• **Task brief**
Return every line of the material below as a JSON list of strings, one string per line, with blank lines skipped and the pictures left out.

• **Input material**
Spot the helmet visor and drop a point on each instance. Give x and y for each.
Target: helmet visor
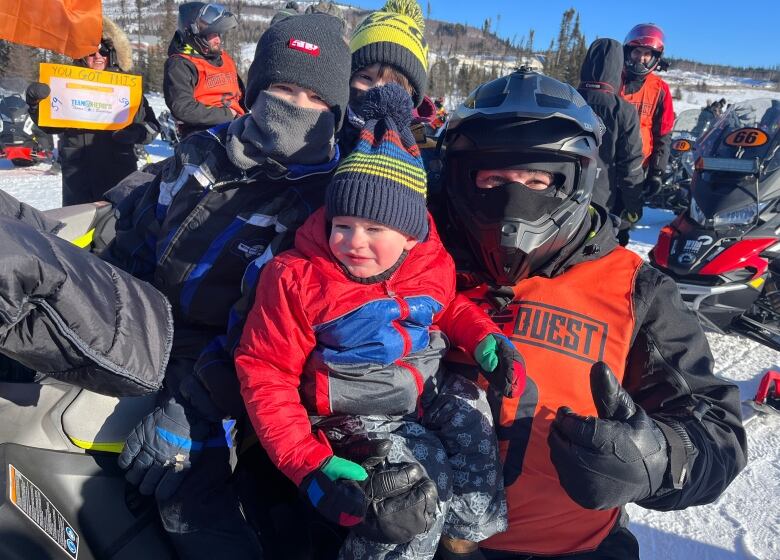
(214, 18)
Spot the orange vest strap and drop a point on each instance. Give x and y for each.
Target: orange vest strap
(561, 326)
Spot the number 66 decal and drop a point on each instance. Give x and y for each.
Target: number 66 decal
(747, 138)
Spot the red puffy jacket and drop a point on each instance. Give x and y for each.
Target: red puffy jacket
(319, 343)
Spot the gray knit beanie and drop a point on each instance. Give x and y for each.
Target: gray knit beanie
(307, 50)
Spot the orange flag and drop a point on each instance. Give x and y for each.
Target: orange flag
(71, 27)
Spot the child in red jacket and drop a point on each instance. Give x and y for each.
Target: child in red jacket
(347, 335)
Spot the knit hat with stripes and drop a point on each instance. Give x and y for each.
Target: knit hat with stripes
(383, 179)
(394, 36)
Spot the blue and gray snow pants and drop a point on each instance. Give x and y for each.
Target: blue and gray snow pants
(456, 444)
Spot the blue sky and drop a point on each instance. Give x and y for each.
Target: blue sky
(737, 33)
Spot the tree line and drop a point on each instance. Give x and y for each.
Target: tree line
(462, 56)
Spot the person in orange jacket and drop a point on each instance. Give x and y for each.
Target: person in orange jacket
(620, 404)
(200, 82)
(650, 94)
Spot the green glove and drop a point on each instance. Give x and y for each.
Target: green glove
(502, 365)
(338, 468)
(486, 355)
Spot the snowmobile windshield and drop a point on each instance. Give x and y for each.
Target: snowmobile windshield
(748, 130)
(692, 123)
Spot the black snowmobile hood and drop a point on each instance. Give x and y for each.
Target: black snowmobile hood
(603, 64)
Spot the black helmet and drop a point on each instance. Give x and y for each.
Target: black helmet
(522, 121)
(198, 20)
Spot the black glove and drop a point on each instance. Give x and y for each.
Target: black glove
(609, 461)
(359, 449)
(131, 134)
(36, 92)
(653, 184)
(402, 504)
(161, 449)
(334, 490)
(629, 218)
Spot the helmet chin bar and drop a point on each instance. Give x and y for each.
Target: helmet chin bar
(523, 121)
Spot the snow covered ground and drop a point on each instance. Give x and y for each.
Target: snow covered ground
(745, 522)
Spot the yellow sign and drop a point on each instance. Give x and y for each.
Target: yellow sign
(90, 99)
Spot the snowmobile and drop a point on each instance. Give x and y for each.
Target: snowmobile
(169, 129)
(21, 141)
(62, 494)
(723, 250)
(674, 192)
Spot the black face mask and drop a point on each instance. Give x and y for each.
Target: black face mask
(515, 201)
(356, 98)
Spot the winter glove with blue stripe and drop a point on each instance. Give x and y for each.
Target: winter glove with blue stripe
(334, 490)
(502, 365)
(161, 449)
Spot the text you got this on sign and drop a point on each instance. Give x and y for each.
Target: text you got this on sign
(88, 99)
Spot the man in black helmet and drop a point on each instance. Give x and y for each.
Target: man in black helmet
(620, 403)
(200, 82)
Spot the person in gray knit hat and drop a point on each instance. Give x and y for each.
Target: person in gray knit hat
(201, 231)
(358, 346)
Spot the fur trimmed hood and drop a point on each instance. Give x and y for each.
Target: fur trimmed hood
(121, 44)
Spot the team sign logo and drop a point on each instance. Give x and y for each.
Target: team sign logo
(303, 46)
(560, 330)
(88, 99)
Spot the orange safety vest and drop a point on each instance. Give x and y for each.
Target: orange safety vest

• **Completed task**
[
  "Spot the helmet visor and drop a point on each instance. Give x and y for each.",
  "Target: helmet visor",
  "(214, 18)",
  "Spot the orange vest strap and drop a point on each instance. Give x and y for each.",
  "Target: orange vest strap",
  "(561, 326)",
  "Spot the number 66 decal and drop a point on each instance. Give x and y for each.",
  "Target: number 66 decal",
  "(747, 138)",
  "Spot the red puffy jacket and drop a point on each instance. Give x and y for each.",
  "Target: red puffy jacket",
  "(319, 343)",
  "Spot the gray knit beanie and drop a point on each instance. Give x and y for each.",
  "Target: gray knit beanie",
  "(307, 50)",
  "Spot the orange flag and drop a point on each instance. Give x and y for each.",
  "Target: orange flag",
  "(71, 27)",
  "Spot the child in red jacket and drop a point on each instance. Give x and y for each.",
  "Target: child in red jacket",
  "(347, 335)",
  "Spot the knit hat with stripes and drop a point on each instance. Give x and y for each.",
  "Target: knit hat with stripes",
  "(383, 179)",
  "(394, 36)",
  "Spot the blue and gray snow pants and drop a point on each instance. Give x and y for each.",
  "Target: blue and gray snow pants",
  "(456, 444)",
  "Spot the blue sky and drop a point on each instance. Give x and y for each.",
  "Target: blue sky",
  "(737, 33)",
  "Spot the tree line and drop a point on each instance. Give x and y for each.",
  "Target: tree line",
  "(462, 56)",
  "Spot the person in orange jacket and drop a point on each instance. Give x and y for each.",
  "Target: person in orange jacket",
  "(620, 404)",
  "(200, 82)",
  "(650, 94)",
  "Spot the green glove and drop a point on each instance. Give x and y for each.",
  "Target: green glove",
  "(502, 365)",
  "(338, 468)",
  "(486, 355)",
  "Spot the snowmobile windshield and drop a point on each instance. Give x and y for each.",
  "Target: snowmobile windshield",
  "(748, 130)",
  "(692, 123)",
  "Spot the black snowmobile hood and drop a point on each instance. Give x and y for each.",
  "Target: black snowmobile hood",
  "(603, 64)",
  "Spot the black helmet and drop a point on each instance. Give x and y for each.",
  "Target: black helmet",
  "(522, 121)",
  "(198, 20)",
  "Spot the black glove and drop a point on each instance. Give x and y for each.",
  "Target: black glove",
  "(609, 461)",
  "(359, 449)",
  "(131, 134)",
  "(36, 92)",
  "(653, 184)",
  "(402, 504)",
  "(161, 449)",
  "(334, 490)",
  "(629, 218)",
  "Spot the helmet chin bar and drop a point on each instance. Give x and y for each.",
  "Target: helmet chin bar",
  "(523, 121)",
  "Spot the snow covered ground and drop a point on each instance. Give x and y for each.",
  "Target: snow covered ground",
  "(745, 522)",
  "Spot the yellow sign and drop a point on each instance. Give x and y for each.",
  "Target: yellow sign",
  "(90, 99)",
  "Spot the snowmobile and drop a point on each instance. Give x and y for each.",
  "Target: snowmobile",
  "(169, 129)",
  "(21, 141)",
  "(62, 494)",
  "(723, 250)",
  "(674, 192)",
  "Spot the black face mask and drop a point on each instance. Give x and y for each.",
  "Target: black face mask",
  "(515, 201)",
  "(356, 98)",
  "Spot the winter glove with blue stripe and drop a point on each instance. Give x and y for each.",
  "Target: winter glove with blue stripe",
  "(334, 490)",
  "(502, 365)",
  "(161, 449)",
  "Spot the text you got this on sign and drop a point on each instance. Give x and y for each.",
  "Target: text you got this on sign",
  "(88, 99)",
  "Spot the man in black helmet and drop a point on each instance. Give x and y for each.",
  "Target: man in black helmet",
  "(620, 403)",
  "(200, 82)",
  "Spot the person in gray knit hat and drop a point on each instance. Give x and y for each.",
  "Target: person in gray knit hat",
  "(201, 231)",
  "(358, 346)",
  "Spot the fur trimmed hood and drop a point on each instance. Give x and y for each.",
  "Target: fur trimmed hood",
  "(121, 44)",
  "Spot the team sign logo and drop a point on each instance. Give x and y for each.",
  "Target: team sign logo",
  "(303, 46)",
  "(560, 330)",
  "(88, 99)",
  "Spot the orange safety vest and drop a point on each instance. Give x and y for each.",
  "Target: orange safety vest"
]